Exercise aim: Produce an exact transcript of all the records.

Records for this task:

▬▬▬▬▬▬▬▬▬▬

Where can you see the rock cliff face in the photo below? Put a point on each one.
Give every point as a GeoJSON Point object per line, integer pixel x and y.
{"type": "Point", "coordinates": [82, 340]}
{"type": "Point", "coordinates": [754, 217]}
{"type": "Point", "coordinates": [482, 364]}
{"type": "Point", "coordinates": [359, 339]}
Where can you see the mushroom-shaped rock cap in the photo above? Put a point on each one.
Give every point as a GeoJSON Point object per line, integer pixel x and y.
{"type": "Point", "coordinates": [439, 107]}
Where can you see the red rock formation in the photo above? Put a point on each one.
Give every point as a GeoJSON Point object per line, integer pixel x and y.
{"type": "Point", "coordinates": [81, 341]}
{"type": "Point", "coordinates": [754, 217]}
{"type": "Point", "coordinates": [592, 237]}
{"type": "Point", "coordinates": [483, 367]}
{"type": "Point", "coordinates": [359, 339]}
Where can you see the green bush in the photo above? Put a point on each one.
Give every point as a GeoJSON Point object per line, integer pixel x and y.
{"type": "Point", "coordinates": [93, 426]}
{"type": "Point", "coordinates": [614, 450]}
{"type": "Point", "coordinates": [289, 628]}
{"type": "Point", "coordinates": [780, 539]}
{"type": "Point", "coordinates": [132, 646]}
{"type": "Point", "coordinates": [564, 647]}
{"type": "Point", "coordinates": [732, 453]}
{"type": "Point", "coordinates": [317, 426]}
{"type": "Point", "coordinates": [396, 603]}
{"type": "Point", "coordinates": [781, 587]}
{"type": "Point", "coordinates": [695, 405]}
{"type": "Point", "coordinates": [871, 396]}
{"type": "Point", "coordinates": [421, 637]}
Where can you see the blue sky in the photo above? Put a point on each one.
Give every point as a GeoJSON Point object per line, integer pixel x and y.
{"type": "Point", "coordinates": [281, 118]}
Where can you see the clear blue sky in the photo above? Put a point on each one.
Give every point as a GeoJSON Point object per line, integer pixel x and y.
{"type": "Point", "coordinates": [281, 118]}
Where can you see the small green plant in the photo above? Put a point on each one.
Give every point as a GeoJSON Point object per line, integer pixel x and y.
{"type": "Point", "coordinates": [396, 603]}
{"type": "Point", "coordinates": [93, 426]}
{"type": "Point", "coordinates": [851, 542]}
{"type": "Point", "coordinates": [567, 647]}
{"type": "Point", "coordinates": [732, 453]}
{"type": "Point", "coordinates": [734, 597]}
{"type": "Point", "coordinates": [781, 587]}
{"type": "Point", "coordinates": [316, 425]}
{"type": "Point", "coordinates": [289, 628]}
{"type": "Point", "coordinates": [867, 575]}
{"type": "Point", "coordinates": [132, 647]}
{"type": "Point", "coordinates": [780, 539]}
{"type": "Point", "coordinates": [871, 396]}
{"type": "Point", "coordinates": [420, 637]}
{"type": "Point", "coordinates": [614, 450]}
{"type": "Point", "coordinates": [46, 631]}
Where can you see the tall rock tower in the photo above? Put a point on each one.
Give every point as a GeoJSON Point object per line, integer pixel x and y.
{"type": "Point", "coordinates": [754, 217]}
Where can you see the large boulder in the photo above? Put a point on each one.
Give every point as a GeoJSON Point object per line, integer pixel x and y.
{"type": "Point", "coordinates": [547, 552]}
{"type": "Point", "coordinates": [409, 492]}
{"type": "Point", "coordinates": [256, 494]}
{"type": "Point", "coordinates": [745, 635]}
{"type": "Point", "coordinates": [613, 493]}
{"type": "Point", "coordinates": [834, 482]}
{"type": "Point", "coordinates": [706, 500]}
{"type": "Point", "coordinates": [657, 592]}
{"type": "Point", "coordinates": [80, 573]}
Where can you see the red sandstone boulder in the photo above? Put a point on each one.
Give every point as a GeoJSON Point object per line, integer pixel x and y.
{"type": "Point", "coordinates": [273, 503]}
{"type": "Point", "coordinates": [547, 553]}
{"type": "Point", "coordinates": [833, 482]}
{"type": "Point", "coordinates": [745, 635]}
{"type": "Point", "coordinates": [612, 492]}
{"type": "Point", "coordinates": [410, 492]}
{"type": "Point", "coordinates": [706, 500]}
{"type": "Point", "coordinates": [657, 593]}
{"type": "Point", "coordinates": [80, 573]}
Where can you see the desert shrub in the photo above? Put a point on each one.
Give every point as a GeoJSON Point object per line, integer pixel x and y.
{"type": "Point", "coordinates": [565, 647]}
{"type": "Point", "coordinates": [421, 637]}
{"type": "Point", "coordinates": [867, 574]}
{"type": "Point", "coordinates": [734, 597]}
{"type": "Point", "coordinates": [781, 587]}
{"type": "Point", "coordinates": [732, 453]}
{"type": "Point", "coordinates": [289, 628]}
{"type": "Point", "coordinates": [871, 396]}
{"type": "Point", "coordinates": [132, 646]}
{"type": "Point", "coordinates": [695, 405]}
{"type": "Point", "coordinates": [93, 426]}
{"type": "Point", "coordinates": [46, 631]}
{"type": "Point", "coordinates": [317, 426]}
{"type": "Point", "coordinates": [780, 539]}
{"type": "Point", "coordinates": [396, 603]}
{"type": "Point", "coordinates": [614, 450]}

▬▬▬▬▬▬▬▬▬▬

Task output:
Where can you see the rock cliff face in the photo below? Put a point on each one.
Give every point as a GeoJSON Point object per line, integer pixel x and y.
{"type": "Point", "coordinates": [82, 340]}
{"type": "Point", "coordinates": [754, 217]}
{"type": "Point", "coordinates": [482, 364]}
{"type": "Point", "coordinates": [359, 339]}
Where can you see the mushroom-shaped rock cap in the photo above? Put a point on each one.
Give every point as a GeoJSON Point object per line, integer pixel x and y.
{"type": "Point", "coordinates": [439, 107]}
Where can you see the red rock formation in the photo above? Put a point on each one.
Give every point as a GeoJSON Point object per line, integer pixel x and y.
{"type": "Point", "coordinates": [81, 341]}
{"type": "Point", "coordinates": [754, 217]}
{"type": "Point", "coordinates": [592, 237]}
{"type": "Point", "coordinates": [483, 367]}
{"type": "Point", "coordinates": [359, 339]}
Where can you see the green bush in the photo above? Put a point on each one.
Give every point as a GeoJSON Point object per line, integer pixel x and y.
{"type": "Point", "coordinates": [93, 426]}
{"type": "Point", "coordinates": [614, 450]}
{"type": "Point", "coordinates": [289, 628]}
{"type": "Point", "coordinates": [780, 539]}
{"type": "Point", "coordinates": [132, 646]}
{"type": "Point", "coordinates": [564, 647]}
{"type": "Point", "coordinates": [732, 453]}
{"type": "Point", "coordinates": [317, 426]}
{"type": "Point", "coordinates": [396, 603]}
{"type": "Point", "coordinates": [781, 587]}
{"type": "Point", "coordinates": [695, 405]}
{"type": "Point", "coordinates": [871, 396]}
{"type": "Point", "coordinates": [421, 637]}
Where can you see the blue sky in the photo above? Put a point on each one.
Give every point as a GeoJSON Point object per line, integer pixel x and y.
{"type": "Point", "coordinates": [281, 118]}
Where can you see the clear blue sky in the photo above? Put a point on each one.
Give every point as a GeoJSON Point object per line, integer pixel x and y.
{"type": "Point", "coordinates": [281, 118]}
Where can you see the small green plant in the photo above? Put a point on each one.
Give every point as a GeoJSON Point object per line, integer pixel x and y.
{"type": "Point", "coordinates": [396, 603]}
{"type": "Point", "coordinates": [93, 426]}
{"type": "Point", "coordinates": [851, 542]}
{"type": "Point", "coordinates": [567, 647]}
{"type": "Point", "coordinates": [732, 453]}
{"type": "Point", "coordinates": [734, 597]}
{"type": "Point", "coordinates": [781, 587]}
{"type": "Point", "coordinates": [316, 425]}
{"type": "Point", "coordinates": [289, 628]}
{"type": "Point", "coordinates": [867, 575]}
{"type": "Point", "coordinates": [132, 647]}
{"type": "Point", "coordinates": [780, 539]}
{"type": "Point", "coordinates": [871, 396]}
{"type": "Point", "coordinates": [420, 637]}
{"type": "Point", "coordinates": [614, 450]}
{"type": "Point", "coordinates": [46, 631]}
Where can you see the tall rock tower in the photo above? Put a point on each one.
Give every point as a GeoJSON Point object per line, integer pixel x and y.
{"type": "Point", "coordinates": [754, 217]}
Where can you see the large boulder in the photo above? Put a point on each one.
Give every point as a GeoJSON Point object per line, integer pixel x and y.
{"type": "Point", "coordinates": [547, 552]}
{"type": "Point", "coordinates": [409, 492]}
{"type": "Point", "coordinates": [256, 494]}
{"type": "Point", "coordinates": [745, 635]}
{"type": "Point", "coordinates": [613, 493]}
{"type": "Point", "coordinates": [834, 482]}
{"type": "Point", "coordinates": [706, 500]}
{"type": "Point", "coordinates": [657, 592]}
{"type": "Point", "coordinates": [80, 573]}
Where can you see the red sandstone boulder in the photo above? Put a point on each one.
Give every point as a GeoJSON Point object per line, integer pixel x and y.
{"type": "Point", "coordinates": [273, 503]}
{"type": "Point", "coordinates": [547, 553]}
{"type": "Point", "coordinates": [833, 482]}
{"type": "Point", "coordinates": [745, 635]}
{"type": "Point", "coordinates": [612, 492]}
{"type": "Point", "coordinates": [410, 492]}
{"type": "Point", "coordinates": [706, 500]}
{"type": "Point", "coordinates": [657, 593]}
{"type": "Point", "coordinates": [80, 573]}
Where can you see the desert shrub in the photo above? Put a point on each one.
Give every point as a GeoJSON Point object per line, integer pixel x and y.
{"type": "Point", "coordinates": [565, 647]}
{"type": "Point", "coordinates": [421, 637]}
{"type": "Point", "coordinates": [867, 574]}
{"type": "Point", "coordinates": [734, 597]}
{"type": "Point", "coordinates": [781, 587]}
{"type": "Point", "coordinates": [732, 453]}
{"type": "Point", "coordinates": [289, 628]}
{"type": "Point", "coordinates": [871, 396]}
{"type": "Point", "coordinates": [132, 646]}
{"type": "Point", "coordinates": [695, 405]}
{"type": "Point", "coordinates": [93, 426]}
{"type": "Point", "coordinates": [46, 631]}
{"type": "Point", "coordinates": [317, 426]}
{"type": "Point", "coordinates": [780, 539]}
{"type": "Point", "coordinates": [396, 603]}
{"type": "Point", "coordinates": [614, 450]}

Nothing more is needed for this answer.